-------- Data shown --------

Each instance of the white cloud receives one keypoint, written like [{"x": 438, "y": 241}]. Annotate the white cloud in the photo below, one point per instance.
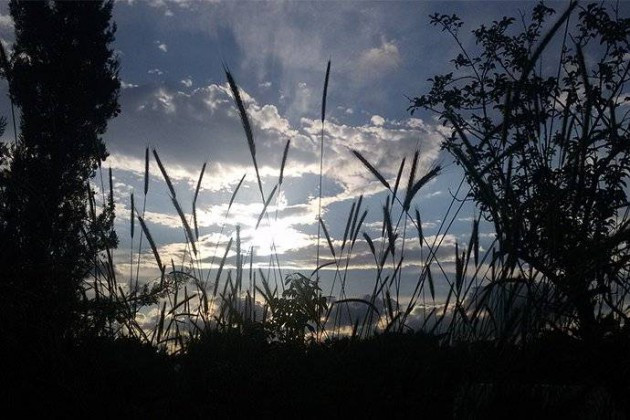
[
  {"x": 375, "y": 62},
  {"x": 377, "y": 120},
  {"x": 126, "y": 85}
]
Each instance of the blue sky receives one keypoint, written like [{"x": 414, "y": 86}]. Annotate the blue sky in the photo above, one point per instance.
[{"x": 175, "y": 99}]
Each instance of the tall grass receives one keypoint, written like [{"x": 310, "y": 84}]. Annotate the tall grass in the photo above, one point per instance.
[{"x": 481, "y": 301}]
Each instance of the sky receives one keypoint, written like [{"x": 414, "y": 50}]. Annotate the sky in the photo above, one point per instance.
[{"x": 175, "y": 99}]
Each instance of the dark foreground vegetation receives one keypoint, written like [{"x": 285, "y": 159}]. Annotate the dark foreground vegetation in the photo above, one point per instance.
[
  {"x": 533, "y": 325},
  {"x": 229, "y": 375}
]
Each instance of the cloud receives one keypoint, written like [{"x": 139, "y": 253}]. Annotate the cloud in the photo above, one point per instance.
[
  {"x": 377, "y": 120},
  {"x": 376, "y": 62},
  {"x": 186, "y": 82}
]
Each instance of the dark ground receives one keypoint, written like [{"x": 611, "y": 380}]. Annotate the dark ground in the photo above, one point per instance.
[{"x": 230, "y": 375}]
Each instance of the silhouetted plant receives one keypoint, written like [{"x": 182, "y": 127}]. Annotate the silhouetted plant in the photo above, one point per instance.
[
  {"x": 64, "y": 81},
  {"x": 538, "y": 125}
]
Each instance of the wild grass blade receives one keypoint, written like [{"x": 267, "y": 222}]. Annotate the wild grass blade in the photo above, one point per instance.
[
  {"x": 264, "y": 210},
  {"x": 151, "y": 241},
  {"x": 246, "y": 125},
  {"x": 372, "y": 169}
]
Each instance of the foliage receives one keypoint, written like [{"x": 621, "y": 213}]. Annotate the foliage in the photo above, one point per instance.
[
  {"x": 539, "y": 125},
  {"x": 300, "y": 308},
  {"x": 63, "y": 78}
]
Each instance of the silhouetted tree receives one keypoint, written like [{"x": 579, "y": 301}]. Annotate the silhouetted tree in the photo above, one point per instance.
[
  {"x": 539, "y": 124},
  {"x": 63, "y": 77}
]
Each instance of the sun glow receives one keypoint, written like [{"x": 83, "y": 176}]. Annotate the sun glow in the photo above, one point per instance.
[{"x": 278, "y": 234}]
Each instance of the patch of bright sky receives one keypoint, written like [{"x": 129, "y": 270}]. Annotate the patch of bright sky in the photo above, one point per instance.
[{"x": 175, "y": 99}]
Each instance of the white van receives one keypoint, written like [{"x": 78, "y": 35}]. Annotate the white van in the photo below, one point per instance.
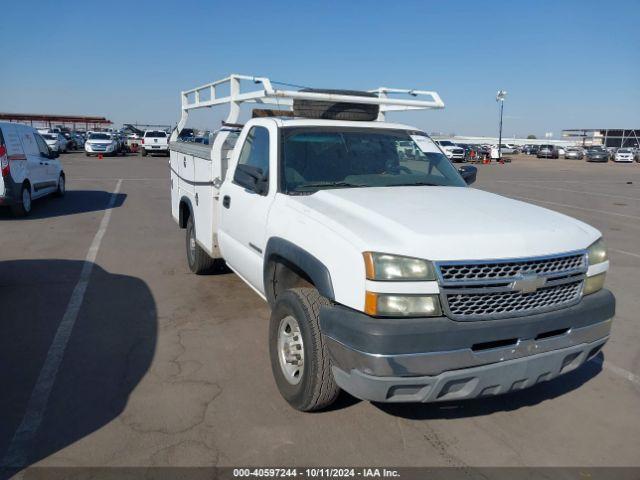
[{"x": 30, "y": 169}]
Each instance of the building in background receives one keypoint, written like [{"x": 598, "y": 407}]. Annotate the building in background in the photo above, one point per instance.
[
  {"x": 608, "y": 137},
  {"x": 72, "y": 122}
]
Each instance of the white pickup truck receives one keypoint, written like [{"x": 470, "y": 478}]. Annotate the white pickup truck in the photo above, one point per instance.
[{"x": 387, "y": 275}]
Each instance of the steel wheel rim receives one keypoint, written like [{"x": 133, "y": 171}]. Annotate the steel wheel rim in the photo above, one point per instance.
[
  {"x": 192, "y": 245},
  {"x": 290, "y": 350},
  {"x": 26, "y": 200}
]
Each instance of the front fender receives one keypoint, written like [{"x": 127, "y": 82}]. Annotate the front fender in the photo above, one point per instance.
[{"x": 293, "y": 254}]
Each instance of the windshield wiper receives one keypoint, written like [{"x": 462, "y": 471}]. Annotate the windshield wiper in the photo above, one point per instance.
[
  {"x": 331, "y": 185},
  {"x": 415, "y": 184}
]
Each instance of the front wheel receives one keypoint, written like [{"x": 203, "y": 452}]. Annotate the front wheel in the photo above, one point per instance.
[
  {"x": 23, "y": 208},
  {"x": 299, "y": 358},
  {"x": 61, "y": 187}
]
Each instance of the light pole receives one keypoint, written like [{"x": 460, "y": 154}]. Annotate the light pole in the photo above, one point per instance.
[{"x": 500, "y": 96}]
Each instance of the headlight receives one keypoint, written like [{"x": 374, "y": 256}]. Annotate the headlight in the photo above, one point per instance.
[
  {"x": 392, "y": 305},
  {"x": 597, "y": 252},
  {"x": 382, "y": 266}
]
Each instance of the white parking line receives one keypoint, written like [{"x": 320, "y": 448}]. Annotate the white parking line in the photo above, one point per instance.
[
  {"x": 624, "y": 252},
  {"x": 621, "y": 372},
  {"x": 17, "y": 453},
  {"x": 96, "y": 179}
]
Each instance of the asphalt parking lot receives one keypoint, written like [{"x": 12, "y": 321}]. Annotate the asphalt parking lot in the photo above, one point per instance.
[{"x": 157, "y": 366}]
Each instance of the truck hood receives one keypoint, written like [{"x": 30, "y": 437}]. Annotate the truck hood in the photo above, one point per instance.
[{"x": 444, "y": 223}]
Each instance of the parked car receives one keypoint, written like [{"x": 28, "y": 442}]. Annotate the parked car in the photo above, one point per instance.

--------

● **Instructions to follow**: Pictures stay out. Everything else in the listing gets printed exactly.

● **Answer space**:
Each instance of the white cloud receives one keypoint, written like [{"x": 438, "y": 241}]. Annotate the white cloud in the photo below, one point per instance.
[
  {"x": 375, "y": 62},
  {"x": 377, "y": 120},
  {"x": 126, "y": 85}
]
Each instance of the blue sky receives one keypoint, written like [{"x": 414, "y": 86}]. Annotate the blue sky in the photo above, one point per instance.
[{"x": 175, "y": 99}]
Each instance of the tall grass receives one keypoint, written like [{"x": 310, "y": 84}]. Annotate the tall grass in the photo above, one point per instance.
[{"x": 481, "y": 301}]
Each instance of the sky receives one keypoint, written like [{"x": 414, "y": 50}]. Annotate the sky in the photo above, one point per instance.
[{"x": 175, "y": 99}]
Each instance of the dark foreground vegetation receives one keypoint, written like [{"x": 285, "y": 159}]. Annotate the dark foreground vegetation in the photo above, one point per instance.
[
  {"x": 533, "y": 325},
  {"x": 229, "y": 375}
]
Each instance of the cloud receives one keypoint, written like [{"x": 139, "y": 253}]. Annotate the cloud in the photo above, one point per instance.
[
  {"x": 377, "y": 120},
  {"x": 376, "y": 62},
  {"x": 186, "y": 82}
]
Each instance of the dark ground receives one keypoint, written like [{"x": 611, "y": 380}]. Annotate the dark ground in the photo above, one point per instance.
[{"x": 230, "y": 375}]
Each instance of the silhouetted plant receives one keypoint, written like [{"x": 182, "y": 127}]. Annotate the silhouetted plant in the photo above, one point per instance.
[
  {"x": 64, "y": 81},
  {"x": 538, "y": 125}
]
Each instance of the wild grass blade receives one keypoint, written like [{"x": 267, "y": 222}]. Annotate the wild grass blade in the photo above, one point per instance.
[
  {"x": 264, "y": 210},
  {"x": 151, "y": 241},
  {"x": 246, "y": 125},
  {"x": 372, "y": 169}
]
Each instance of the foliage receives one keypoint, written like [{"x": 621, "y": 213}]. Annotate the foliage in the photo above, one point per instance.
[
  {"x": 539, "y": 125},
  {"x": 300, "y": 308},
  {"x": 63, "y": 78}
]
Each instance of the silhouetted tree receives one keypoint, written like [{"x": 579, "y": 301}]. Annotate the silhouetted tree in the photo above, one point per instance.
[
  {"x": 539, "y": 124},
  {"x": 63, "y": 77}
]
Each instance of the sun glow receives one keypoint, written like [{"x": 83, "y": 176}]. Annotate the sun glow in the photo above, one point per instance.
[{"x": 278, "y": 234}]
Each instance of the patch of bright sky receives one keypoint, written like [{"x": 129, "y": 270}]. Annotate the patch of bright sky in the photo above, one point per instance.
[{"x": 175, "y": 99}]
Each instance of the white van receives one keypoint, written like [{"x": 78, "y": 35}]. Annotate the white van in the photo below, one point per instance.
[{"x": 30, "y": 169}]
Each instance of the building in background receives one keypoint, written like [{"x": 598, "y": 407}]. Annotate the building in background in the photo above, one point per instance.
[
  {"x": 608, "y": 137},
  {"x": 72, "y": 122}
]
Each instance of the white pickup truck receives one keypoint, written like [{"x": 470, "y": 478}]. Annotate the white pickup truck in the photo above, one point per instance.
[{"x": 387, "y": 275}]
Each instance of the steel wheel rim receives one keypoint, written like [{"x": 133, "y": 171}]. Annotate the steel wheel rim in the photo above, one point per instance.
[
  {"x": 192, "y": 245},
  {"x": 290, "y": 350},
  {"x": 26, "y": 200}
]
Each instance of the front fender receives one keypoint, written like [{"x": 127, "y": 82}]. Annotate the front fender in the photo above, one point per instance.
[{"x": 293, "y": 254}]
Each instance of the windshield wiper receives one keypoint, written like [{"x": 462, "y": 471}]. Annotate the windshield wiper in the photo above, one point per instance.
[
  {"x": 331, "y": 185},
  {"x": 415, "y": 184}
]
Each instance of the front wheel receives one keypoint, written like [{"x": 203, "y": 452}]. Annotate the front wheel in the photo above, one point per instance.
[
  {"x": 23, "y": 208},
  {"x": 299, "y": 358},
  {"x": 61, "y": 187}
]
Each instance of the light pole receives one keypoint, written like [{"x": 460, "y": 154}]. Annotate the light pole in the photo above, one point per instance.
[{"x": 500, "y": 96}]
Each instance of the headlight receives one keypoint, written like [{"x": 374, "y": 256}]. Annotate the headlight in the photo above, one point per instance.
[
  {"x": 392, "y": 305},
  {"x": 597, "y": 252},
  {"x": 382, "y": 266}
]
Each instance of the white parking line receives one keypoint, written like [{"x": 320, "y": 448}]. Annotate the white parking line in the photo above, one point per instance.
[
  {"x": 624, "y": 252},
  {"x": 621, "y": 372},
  {"x": 17, "y": 453},
  {"x": 96, "y": 179}
]
Each instance of the asphalt parking lot receives one keypoint, written like [{"x": 12, "y": 321}]. Annotate the asphalt parking lot in the photo above, one point per instance.
[{"x": 157, "y": 366}]
Each instance of the truck hood receives one keypoint, written like [{"x": 30, "y": 437}]. Annotate the truck hood in the photo above, one point per instance.
[{"x": 444, "y": 223}]
Each instance of the parked car receives one keypoint, written like [{"x": 28, "y": 442}]. Annotate the parked car in the photo above, one point per instance.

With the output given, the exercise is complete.